_Document section_
_____
35 posts in this topic

That makes sense. Women are more like men when it comes to sexuality despite what's perpetuated in today's societies. It's sad that some have been brainwashed into believing they aren't supposed to seek out sex with other men. The idea that men should be the ones to seek it out is flawed.

 

Men and women don't always find the same stuff attractive. Men may pay attention to a woman's midriff and women may pay attention to man's shoulders or back.

 

It's really kind of crazy when you think about it, which also helps to better explain women to men :) Seriously, it does give one more appreciation for what women have and are going through, and just how male dominated our culture really is. 

 

Gina Davis was on NPR on Sunday talking about the sociological imbalance that women have in our culture and it was really interesting... Men in a group feel that if the group is comprised of 17% women, it's 50-50 men and women in the group. And, if there's 33% women in the group, men feel that there are more women than men in the group.

 

We just heard a fascinating and disturbing study where they looked at the ratio of men and women in groups. And they found that if there's 17 percent women, the men in the group think it's 50-50. And if there's 33 percent women, the men perceive that as there being more women in the room than men.

 

What we're in effect doing is training children to see that women and girls are less important than men and boys. We're training them to perceive that women take up only 17 percent of the space in the world. And if you add on top of that that so many female characters are sexualized, even in things that are aimed at little kids, that's having an enormous impact as well.

 

My theory is that since all anybody has seen when they are growing up is this big imbalance that the movies that they've watched are about, let's say, five-to-one as far as female presence is concerned. That's what starts to look normal. And let's think about in difference segments of society - 17 percent of cardiac surgeons are women, 17 percent of tenured professors are women. It just goes on and on. And isn't that strange that that's also the percentage of women in crowd scenes in movies? What if we're actually training people to see that ratio as normal so that when you're an adult, you don't notice?

 

Full story with audio and transcript links: http://www.npr.org/2013/06/30/197390707/casting-call-hollywood-needs-more-women 

 

 

 

 

As a female, I can pretty much confirm this.
_____
_Data lines_
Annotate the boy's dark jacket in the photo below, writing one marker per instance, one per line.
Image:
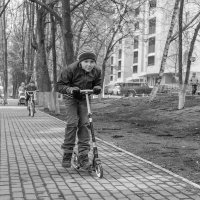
_____
_Exercises_
**a.** Decide whether each statement below agrees with the forum thread above, and answer yes or no for each, quoting the words of the thread that settle it: (i) Gina Davis was on NPR on Sunday; (ii) when a group is 33 percent women, the men in it perceive equal numbers of men and women; (iii) 17 percent of cardiac surgeons are women.
**b.** According to the forum thread above, what ratio of female presence is given for the movies people watched while growing up?

_Solutions to each task_
**a.**
(i) Yes: "Gina Davis was on NPR on Sunday"
(ii) No: "if there's 33 percent women, the men perceive that as there being more women in the room than men"
(iii) Yes: "17 percent of cardiac surgeons are women"

**b.** About five-to-one.